[Exercise goal] In the entries below, change every "even-odd fill" to "nonzero fill" and copy everything else unchanged. Leave the pictures out of your answer.

[Exercise materials]
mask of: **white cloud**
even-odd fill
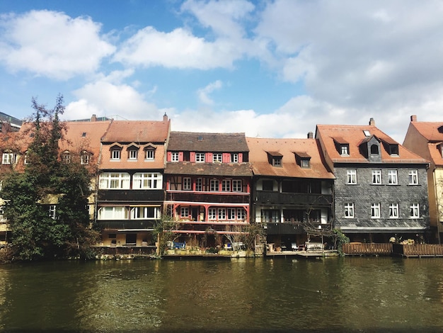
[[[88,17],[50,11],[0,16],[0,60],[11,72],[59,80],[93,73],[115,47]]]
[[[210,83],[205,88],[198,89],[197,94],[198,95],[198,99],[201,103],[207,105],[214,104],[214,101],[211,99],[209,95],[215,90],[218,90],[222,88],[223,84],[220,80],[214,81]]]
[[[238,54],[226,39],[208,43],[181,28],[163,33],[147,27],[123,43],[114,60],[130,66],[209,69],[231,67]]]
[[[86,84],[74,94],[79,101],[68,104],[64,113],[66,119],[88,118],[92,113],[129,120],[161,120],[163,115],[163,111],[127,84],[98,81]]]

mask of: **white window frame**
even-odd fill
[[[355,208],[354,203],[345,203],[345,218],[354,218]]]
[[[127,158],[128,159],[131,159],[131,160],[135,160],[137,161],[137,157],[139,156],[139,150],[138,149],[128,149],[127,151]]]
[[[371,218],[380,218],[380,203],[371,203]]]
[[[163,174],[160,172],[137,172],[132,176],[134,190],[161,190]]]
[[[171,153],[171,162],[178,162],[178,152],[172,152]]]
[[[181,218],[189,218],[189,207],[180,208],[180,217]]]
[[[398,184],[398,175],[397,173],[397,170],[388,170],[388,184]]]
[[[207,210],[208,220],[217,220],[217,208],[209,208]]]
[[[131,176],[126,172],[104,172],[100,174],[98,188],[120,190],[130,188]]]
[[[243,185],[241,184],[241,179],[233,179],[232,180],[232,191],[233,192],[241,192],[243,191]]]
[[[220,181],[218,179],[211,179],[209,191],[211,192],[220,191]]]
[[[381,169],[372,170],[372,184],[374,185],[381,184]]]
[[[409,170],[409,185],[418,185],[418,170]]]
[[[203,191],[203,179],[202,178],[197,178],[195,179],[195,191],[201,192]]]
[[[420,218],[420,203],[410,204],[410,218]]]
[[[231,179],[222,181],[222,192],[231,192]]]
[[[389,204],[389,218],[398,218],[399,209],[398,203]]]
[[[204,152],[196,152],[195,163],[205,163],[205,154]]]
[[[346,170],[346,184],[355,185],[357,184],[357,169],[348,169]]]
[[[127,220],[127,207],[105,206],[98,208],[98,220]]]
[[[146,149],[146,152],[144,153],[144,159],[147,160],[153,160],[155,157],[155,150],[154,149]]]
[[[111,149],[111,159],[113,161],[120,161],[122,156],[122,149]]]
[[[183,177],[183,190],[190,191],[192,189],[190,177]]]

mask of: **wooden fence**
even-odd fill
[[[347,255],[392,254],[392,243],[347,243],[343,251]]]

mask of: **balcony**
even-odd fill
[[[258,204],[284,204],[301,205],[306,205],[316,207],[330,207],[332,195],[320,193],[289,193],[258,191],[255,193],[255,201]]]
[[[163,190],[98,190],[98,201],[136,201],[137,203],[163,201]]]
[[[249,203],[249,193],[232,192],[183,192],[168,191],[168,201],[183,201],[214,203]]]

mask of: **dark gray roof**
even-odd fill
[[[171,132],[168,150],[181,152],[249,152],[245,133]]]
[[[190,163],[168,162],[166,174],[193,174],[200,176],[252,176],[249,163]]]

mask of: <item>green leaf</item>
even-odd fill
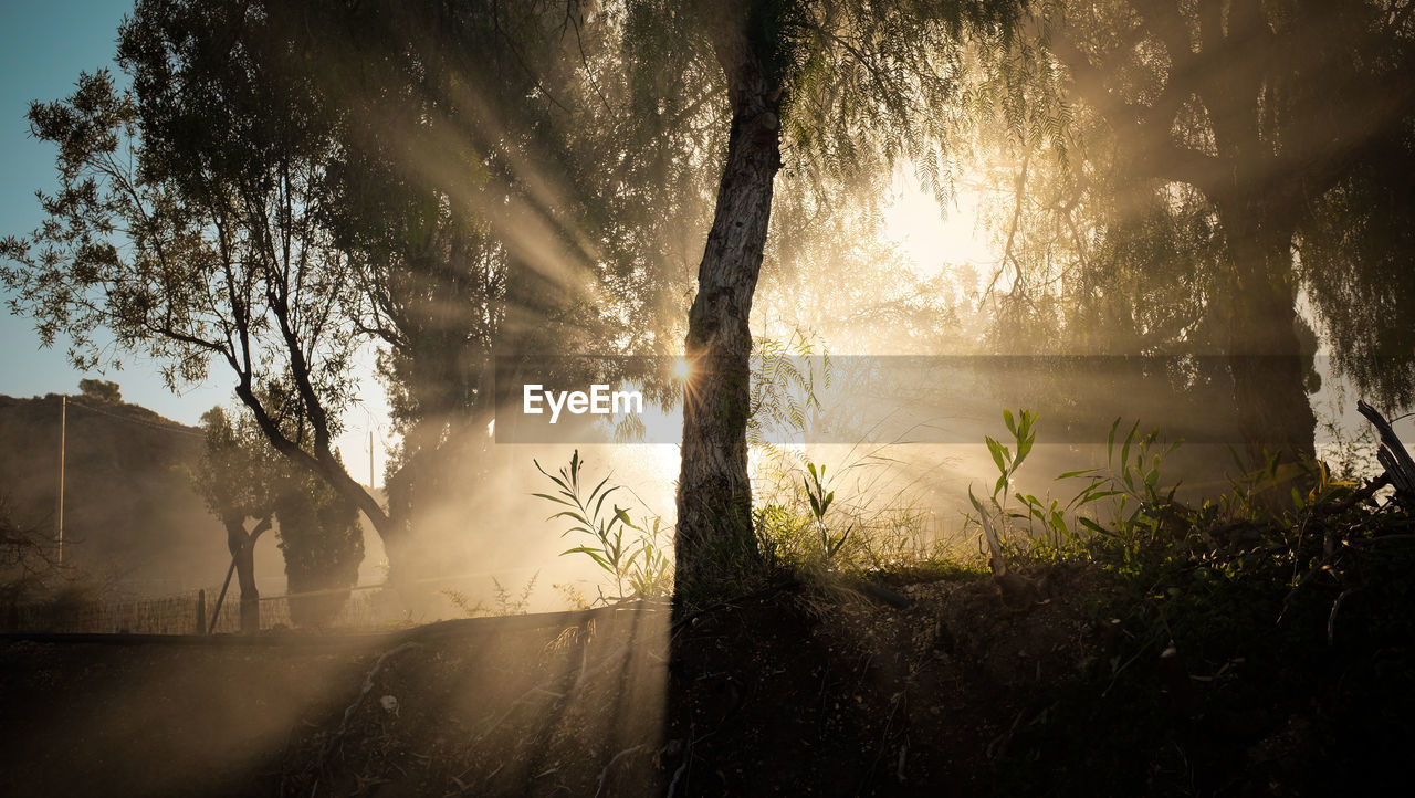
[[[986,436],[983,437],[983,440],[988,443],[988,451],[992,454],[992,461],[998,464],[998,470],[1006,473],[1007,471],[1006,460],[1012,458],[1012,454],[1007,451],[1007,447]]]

[Answer to the task]
mask of: **white cloud**
nonzero fill
[[[88,17],[50,11],[0,16],[0,60],[11,72],[59,80],[93,73],[115,47]]]
[[[210,83],[205,88],[198,89],[197,94],[198,95],[198,99],[201,103],[207,105],[214,104],[214,101],[211,99],[209,95],[215,90],[218,90],[222,88],[223,84],[220,80],[214,81]]]
[[[238,54],[226,39],[208,43],[181,28],[163,33],[147,27],[123,43],[114,60],[130,66],[209,69],[231,67]]]
[[[86,84],[74,94],[79,101],[68,104],[64,113],[66,119],[88,118],[92,113],[129,120],[161,120],[163,115],[163,111],[127,84],[98,81]]]

mask of: **white window frame**
nonzero fill
[[[355,208],[354,203],[345,203],[345,218],[354,218]]]
[[[127,158],[128,159],[131,159],[131,160],[135,160],[137,161],[137,157],[139,156],[139,150],[138,149],[128,149],[127,151]]]
[[[371,218],[380,218],[380,203],[371,203]]]
[[[163,174],[160,172],[137,172],[132,176],[134,190],[161,190]]]
[[[171,153],[171,162],[178,162],[178,152],[172,152]]]
[[[181,218],[189,218],[189,207],[180,208],[180,217]]]
[[[398,184],[398,175],[397,173],[397,170],[388,170],[388,184]]]
[[[207,210],[208,220],[217,220],[217,208],[209,208]]]
[[[131,176],[126,172],[104,172],[100,174],[98,188],[120,190],[130,188]]]
[[[243,185],[241,184],[241,179],[233,179],[232,180],[232,191],[233,192],[241,192],[243,191]]]
[[[220,181],[218,179],[211,179],[209,191],[211,192],[220,191]]]
[[[381,169],[372,170],[372,184],[374,185],[381,184]]]
[[[409,170],[409,185],[418,185],[418,170]]]
[[[203,191],[203,179],[202,178],[197,178],[195,179],[195,191],[201,192]]]
[[[420,218],[420,203],[410,204],[410,218]]]
[[[231,179],[222,181],[222,192],[231,192]]]
[[[389,204],[389,218],[398,218],[399,209],[398,203]]]
[[[204,152],[196,152],[195,163],[205,163],[205,154]]]
[[[346,170],[346,184],[355,185],[357,184],[357,169],[348,169]]]
[[[127,220],[127,207],[105,206],[98,208],[98,220]]]
[[[146,149],[146,152],[144,153],[144,159],[147,160],[153,160],[155,157],[155,150],[154,149]]]
[[[111,149],[111,159],[113,161],[120,161],[122,156],[122,149]]]
[[[183,177],[183,190],[190,191],[192,189],[190,177]]]

mask of: **wooden fence**
nonzero fill
[[[347,255],[392,254],[392,243],[347,243],[343,251]]]

mask of: **balcony**
nonzero fill
[[[258,204],[284,204],[301,205],[306,205],[316,207],[330,207],[332,195],[320,193],[289,193],[258,191],[255,193],[255,201]]]
[[[163,190],[98,190],[98,201],[136,201],[137,203],[163,201]]]
[[[249,203],[249,193],[232,192],[183,192],[168,191],[168,201],[183,201],[214,203]]]

mask of: **dark gray roof**
nonzero fill
[[[171,132],[168,150],[181,152],[249,152],[245,133]]]
[[[190,163],[168,162],[166,174],[193,174],[200,176],[252,176],[249,163]]]

mask of: <item>green leaf</item>
nonzero fill
[[[986,436],[983,437],[983,440],[988,443],[988,451],[992,454],[992,461],[998,464],[998,470],[1006,473],[1007,471],[1006,460],[1012,458],[1012,454],[1007,451],[1007,447]]]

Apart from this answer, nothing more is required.